Without changing anything, transcribe all of the entries.

Region pointing data
# # # # #

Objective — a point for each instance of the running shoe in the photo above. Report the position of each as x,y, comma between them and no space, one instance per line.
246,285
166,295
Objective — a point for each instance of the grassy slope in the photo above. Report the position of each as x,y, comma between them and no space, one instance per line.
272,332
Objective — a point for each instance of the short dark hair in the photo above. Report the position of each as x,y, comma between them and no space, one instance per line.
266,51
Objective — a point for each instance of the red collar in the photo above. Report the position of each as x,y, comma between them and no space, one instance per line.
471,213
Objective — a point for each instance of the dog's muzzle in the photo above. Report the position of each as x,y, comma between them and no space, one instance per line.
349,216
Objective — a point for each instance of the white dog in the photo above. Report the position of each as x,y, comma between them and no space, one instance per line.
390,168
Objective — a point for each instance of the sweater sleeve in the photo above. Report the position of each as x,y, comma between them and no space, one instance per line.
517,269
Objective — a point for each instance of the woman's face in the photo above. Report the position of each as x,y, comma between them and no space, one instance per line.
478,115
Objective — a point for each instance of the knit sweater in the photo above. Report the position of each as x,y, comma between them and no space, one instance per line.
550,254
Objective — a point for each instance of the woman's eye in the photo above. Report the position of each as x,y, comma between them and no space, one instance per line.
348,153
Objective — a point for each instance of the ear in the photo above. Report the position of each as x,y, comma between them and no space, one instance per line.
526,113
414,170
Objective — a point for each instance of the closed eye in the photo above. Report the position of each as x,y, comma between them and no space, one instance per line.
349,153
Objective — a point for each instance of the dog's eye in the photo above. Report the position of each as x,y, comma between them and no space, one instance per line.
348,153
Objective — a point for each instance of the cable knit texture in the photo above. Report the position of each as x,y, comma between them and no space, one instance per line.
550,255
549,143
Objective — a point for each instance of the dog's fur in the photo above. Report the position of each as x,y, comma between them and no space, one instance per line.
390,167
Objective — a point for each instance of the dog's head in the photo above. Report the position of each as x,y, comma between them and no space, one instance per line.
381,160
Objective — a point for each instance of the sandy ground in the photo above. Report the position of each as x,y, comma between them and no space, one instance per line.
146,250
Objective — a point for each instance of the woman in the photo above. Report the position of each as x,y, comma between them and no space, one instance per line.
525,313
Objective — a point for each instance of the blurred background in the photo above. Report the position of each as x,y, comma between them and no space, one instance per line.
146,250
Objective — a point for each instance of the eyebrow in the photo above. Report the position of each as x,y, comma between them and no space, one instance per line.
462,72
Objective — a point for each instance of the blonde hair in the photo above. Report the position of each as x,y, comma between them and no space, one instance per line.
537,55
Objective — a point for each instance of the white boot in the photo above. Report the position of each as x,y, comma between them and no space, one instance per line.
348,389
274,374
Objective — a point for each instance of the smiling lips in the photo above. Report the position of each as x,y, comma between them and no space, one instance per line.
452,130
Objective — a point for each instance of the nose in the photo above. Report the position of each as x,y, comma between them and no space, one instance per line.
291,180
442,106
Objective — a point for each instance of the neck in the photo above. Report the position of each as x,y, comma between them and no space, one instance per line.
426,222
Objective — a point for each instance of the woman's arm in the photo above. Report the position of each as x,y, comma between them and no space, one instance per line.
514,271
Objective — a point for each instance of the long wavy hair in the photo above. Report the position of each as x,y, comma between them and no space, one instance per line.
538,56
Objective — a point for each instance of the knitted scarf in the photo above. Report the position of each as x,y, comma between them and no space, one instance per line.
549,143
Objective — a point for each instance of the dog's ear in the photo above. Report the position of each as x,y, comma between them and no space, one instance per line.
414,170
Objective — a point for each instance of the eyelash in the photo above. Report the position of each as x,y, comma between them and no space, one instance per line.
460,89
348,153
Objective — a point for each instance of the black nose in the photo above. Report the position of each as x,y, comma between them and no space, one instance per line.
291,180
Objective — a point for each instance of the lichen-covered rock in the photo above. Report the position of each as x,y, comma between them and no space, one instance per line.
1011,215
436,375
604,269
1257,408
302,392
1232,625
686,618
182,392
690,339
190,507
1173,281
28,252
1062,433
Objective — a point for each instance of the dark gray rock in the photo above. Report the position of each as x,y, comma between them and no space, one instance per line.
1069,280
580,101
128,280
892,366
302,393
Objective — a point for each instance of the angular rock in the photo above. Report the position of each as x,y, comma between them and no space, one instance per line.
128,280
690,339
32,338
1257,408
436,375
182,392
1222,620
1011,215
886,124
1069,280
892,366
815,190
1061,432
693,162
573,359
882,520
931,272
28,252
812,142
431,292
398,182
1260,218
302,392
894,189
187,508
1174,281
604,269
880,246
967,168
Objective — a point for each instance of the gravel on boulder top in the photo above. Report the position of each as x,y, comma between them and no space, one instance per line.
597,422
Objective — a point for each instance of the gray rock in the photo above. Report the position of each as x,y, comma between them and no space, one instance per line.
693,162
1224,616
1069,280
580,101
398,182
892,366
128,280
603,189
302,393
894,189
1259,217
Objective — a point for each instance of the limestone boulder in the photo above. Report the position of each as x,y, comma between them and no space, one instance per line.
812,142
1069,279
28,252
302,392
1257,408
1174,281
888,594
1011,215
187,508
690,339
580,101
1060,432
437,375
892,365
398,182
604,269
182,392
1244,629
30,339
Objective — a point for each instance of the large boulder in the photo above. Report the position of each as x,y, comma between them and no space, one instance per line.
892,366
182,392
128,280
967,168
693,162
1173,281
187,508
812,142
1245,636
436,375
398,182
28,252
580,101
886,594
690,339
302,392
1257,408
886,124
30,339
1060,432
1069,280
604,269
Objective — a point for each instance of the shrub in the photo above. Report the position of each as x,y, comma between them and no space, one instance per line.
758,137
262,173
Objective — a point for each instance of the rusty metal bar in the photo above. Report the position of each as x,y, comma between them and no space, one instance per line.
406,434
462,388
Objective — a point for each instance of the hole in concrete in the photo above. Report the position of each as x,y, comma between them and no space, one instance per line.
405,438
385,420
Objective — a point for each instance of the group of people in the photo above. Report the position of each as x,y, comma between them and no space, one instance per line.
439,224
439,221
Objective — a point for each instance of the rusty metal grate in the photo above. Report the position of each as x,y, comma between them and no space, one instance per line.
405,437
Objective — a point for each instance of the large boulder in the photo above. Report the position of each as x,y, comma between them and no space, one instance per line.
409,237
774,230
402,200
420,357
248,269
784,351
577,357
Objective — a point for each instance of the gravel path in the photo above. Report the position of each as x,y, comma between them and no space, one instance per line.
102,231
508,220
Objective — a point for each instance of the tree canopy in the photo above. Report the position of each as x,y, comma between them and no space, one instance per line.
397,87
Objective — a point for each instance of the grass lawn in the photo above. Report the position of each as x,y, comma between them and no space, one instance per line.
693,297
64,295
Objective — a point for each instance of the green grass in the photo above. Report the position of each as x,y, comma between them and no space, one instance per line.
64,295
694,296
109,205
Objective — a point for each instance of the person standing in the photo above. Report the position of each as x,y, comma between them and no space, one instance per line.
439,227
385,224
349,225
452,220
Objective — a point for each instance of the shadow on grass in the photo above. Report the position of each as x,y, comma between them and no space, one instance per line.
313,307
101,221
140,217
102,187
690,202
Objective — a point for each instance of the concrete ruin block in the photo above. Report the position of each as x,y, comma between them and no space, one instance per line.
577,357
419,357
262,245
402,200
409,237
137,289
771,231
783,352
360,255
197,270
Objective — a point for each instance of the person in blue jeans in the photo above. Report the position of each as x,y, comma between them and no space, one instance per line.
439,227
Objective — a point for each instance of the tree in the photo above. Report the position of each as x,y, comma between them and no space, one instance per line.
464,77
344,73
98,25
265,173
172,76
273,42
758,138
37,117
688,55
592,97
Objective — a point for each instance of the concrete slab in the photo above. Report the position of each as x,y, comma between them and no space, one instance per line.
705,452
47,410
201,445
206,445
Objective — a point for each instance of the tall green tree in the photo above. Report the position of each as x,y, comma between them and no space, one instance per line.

# # # # #

Solution:
Objective — a point for each instance of the running shoe in the photo above. Report the position of each as x,y, comma between them and no space, one instance per line.
246,285
166,295
Objective — a point for each instance of the grassy slope in the photo above. Report the position of each as x,y, comma between them and no space, one instance per line.
272,332
Objective — a point for each instance of the short dark hair in the photo above. Report the position of each as x,y, comma between them and no space, one instance per line.
266,51
Objective — a point for each instance of the red collar in the photo above. Report the position of each as x,y, comma between them and no space, one instance per line.
471,213
Objective — a point for each instance of the dog's muzzle in the photo above. Report the position of each as x,y, comma between them and no space, one instance per line.
349,216
Objective — a point for each instance of the white dog in the photo above. Report the position of each as x,y, comma between them and no space, one instance per line.
390,168
Objective — a point for each instance of the sweater sleeve in the photo above. Report the position of each as x,y, comma between them and no space, one instance per line.
517,269
Objective — a point for each instance of the woman's face in the photo above. Report the position of each as x,y, comma between them and no space, one instance per line.
478,115
Objective — a point for each instance of the knit sweater in the photo above. Report the position of each as x,y, comma between them and no space, one instance per line.
550,254
Objective — a point for each instance of the woman's eye in the photo above. Report the position of each as x,y, comma between them and no space, one instance per line.
348,153
Objective — a point for each instance of the ear in the photo above. Report the position of each as x,y, comma between them and no space, one instance per line.
526,113
414,170
Objective — a point for each instance of the closed eye in the photo above. Report the position of each as x,y, comma between them and no space, one instance per line.
349,153
Objective — a point for each instance of the dog's eye in the photo above. Report the position of each as x,y, comma between them and no space, one instance per line.
348,153
Objective — a point for each instance of the cable knit texture in the photo above. Report the position of each as x,y, comma between them and no space, one instance per line.
550,255
549,143
Objective — a point for each instance of the dog's fur in the photo above. Report the position of each as x,y, comma between them and no space, one instance per line.
390,167
Objective — a point for each instance of the dog's head in the photo above. Report the position of each as x,y, comma between them and no space, one instance per line.
381,160
Objective — a point for each instance of the sandy ground in the photo above. Report the position of each as x,y, comma between them and no space, one instance per line.
146,250
Objective — a point for each instance of the woman in the photo above. Report the position of each as x,y, comma between them and no space, one instance per line.
525,313
Objective — a point for each instance of the blurred background in the photo above. Report the position of each as x,y, comma between them and no space, one instance per line.
146,250
Objective — a point for each instance of the eyebrow in the photo above. Report the position of each as x,y, comma between them and no space, one instance per line.
462,72
Objective — a point for each instance of the blonde hair in the photo above. Report the position of each as x,y, comma between them and no space, one instance per line.
537,55
Objective — a point for each instance of the white boot in the photo above. Report the position of each as x,y, comma between them and no space, one instance per line.
348,389
274,374
Objective — a point for each instance of the smiling lips in the photo above. Report the position of each as x,y, comma between them and no space, one instance per line.
452,130
Objective — a point for each instance of the nose in the photo above. Report the position of each as x,y, comma between them and no space, one instance per line.
291,180
442,106
Objective — a point for each instance of the neck in the photo above. Report the position of each as x,y, comma between them and no space, one instance per line.
426,222
Objective — a point for each instance of the woman's arm in the photo above. Report the position of each as x,y, comma between them and no space, one instance per line.
514,271
Objective — a point for each instance of the long wavy hair in the photo above. Report the position of each as x,y, comma between them and no space, one instance per line.
538,56
Objective — a point for each instance of the knitted scarf in the photo above. Report the position of each as x,y, comma between them and no space, one instance per line.
549,143
Objective — a point for each instance of the dog's ear in the photo above. Report the position of each as x,y, comma between them and no space, one instance per line.
414,170
Objective — a point for each instance of the eyelash in the photo above. Report the position of each as x,y, comma between them and no space, one instance per line.
460,89
348,153
Objective — a point for each instance of the black nose in the photo above. Report the position of each as x,y, comma between them and no space, one instance per line.
291,180
Objective — a point for each instance of the lichen-covered rock in the photo above. Report the position of each as x,y, comma between them and no space, one instance per line.
1011,215
436,375
604,269
1257,408
302,392
1232,625
686,618
182,392
690,339
190,507
1173,281
28,252
1062,433
Objective — a point for each instance of the dark gray rock in the photo above. Report the position of each as x,y, comma between them and no space, one instance per line.
1069,280
580,101
128,280
892,366
302,393
Objective — a point for each instance of the angular rock in the photo above. Report the position of each as x,y, comma between them and no space, one instance per line.
128,280
690,339
32,338
1257,408
436,375
182,392
1222,620
1011,215
886,124
1069,280
892,366
815,190
1061,432
693,162
573,359
882,520
931,272
28,252
812,142
431,292
398,182
1260,218
302,392
894,189
187,508
1174,281
604,269
880,246
967,168
Objective — a point for each instance of the gravel on boulder top in the photo above. Report the position of each as x,y, comma between them and no space, one instance per line.
597,422
Objective — a point for each instance of the gray rock in the photo above. Report the position of each as x,y, comma between them and no space, one instance per line.
693,162
1224,616
1069,280
580,101
398,182
892,366
128,280
603,189
302,393
894,189
1259,217
Objective — a point for each instance of the limestone boulder in the photo above. Report the position of each as x,y, comma between them and no space, one instance per line.
812,142
1069,279
28,252
302,392
1257,408
1174,281
888,594
1011,215
187,508
690,339
580,101
1060,432
437,375
892,365
398,182
604,269
182,392
1244,629
30,339
Objective — a point for each instance of the large boulder in the photo above. Report the position of each as x,y, comma between them and no space, one instance per line.
892,366
182,392
128,280
967,168
693,162
1173,281
187,508
812,142
1245,636
436,375
398,182
28,252
580,101
886,594
690,339
302,392
1257,408
886,124
30,339
1060,432
1069,280
604,269
Objective — a point for each instance of the shrub in the photo above. Report the position of each as x,y, comma between them and no space, one instance per line.
758,137
262,173
Objective — a point for each instance of the rusty metal bar in the photo above. Report the position of each as x,y, comma between them and no space, one instance per line.
406,434
462,388
Objective — a point for each instance of the hole in concrete in the photo above. Report the position of each as x,y, comma between them and no space, one instance per line.
405,438
385,420
Objective — a point for each instance of the group of people in the photo above. Report the position of each as x,y, comma between them and no space, one instance per line.
439,224
439,221
Objective — a point for each instance of the rusty metal grate in the photo above. Report the position of each as x,y, comma between them and no space, one instance per line.
405,437
Objective — a point for each instance of the large boulder in the photo above. Report the position of each as x,y, comma between them and no space, one instance per line.
409,237
774,230
402,200
420,357
248,269
784,351
577,357
Objective — a point for each instance of the gravel path in the photo above. Report the position of each as x,y, comma between them and no space, one instance per line.
102,231
508,220
Objective — a point for each instance of the tree canopy in the photo above. Report the position of each as x,y, comma between them and no space, one instance per line.
397,87
Objective — a point for each instance of the grass lawn in the photo above. Report the position of each as x,y, comma between them and no space, one instance per line.
693,297
64,295
Objective — a point for each instance of the green grass in the photo above. Report the position of each as x,y, comma between them and no space, one instance per line.
64,295
694,296
109,205
Objective — a point for each instance of the person standing in the photo above. Report the position of each as x,y, comma between them and no space, one instance per line.
439,227
385,224
349,225
452,220
Objective — a point for each instance of the shadow on grass in the photo above. Report the position of each as x,y, comma between them and no space, one instance per line.
313,307
101,221
140,217
102,187
690,202
Objective — a point for each instance of the concrete ruin block in the photo above. Report the position of each as x,y, comma between them and no space, one instance per line.
577,357
419,357
262,245
402,200
409,237
137,289
771,231
783,352
360,255
197,270
Objective — a point for each instance of the person in blue jeans in the photo above. Report the position of each as x,y, comma between them and no space, one instance per line.
439,227
Objective — a point for each instance of the tree in the photo above. Report the position of each as x,y, comma between them and no space, one instance per line.
464,77
344,73
98,25
265,173
172,76
273,42
758,138
37,117
688,55
592,97
Objective — a point for each instance of the concrete slab in the photo above. Report the position of each as x,y, comma between them and no space, one instance per line.
705,452
47,410
201,445
206,445
Objective — a point for each instance of the tall green tree in the photo above. Report the position of each as x,y, comma between them and no space, one instance per line.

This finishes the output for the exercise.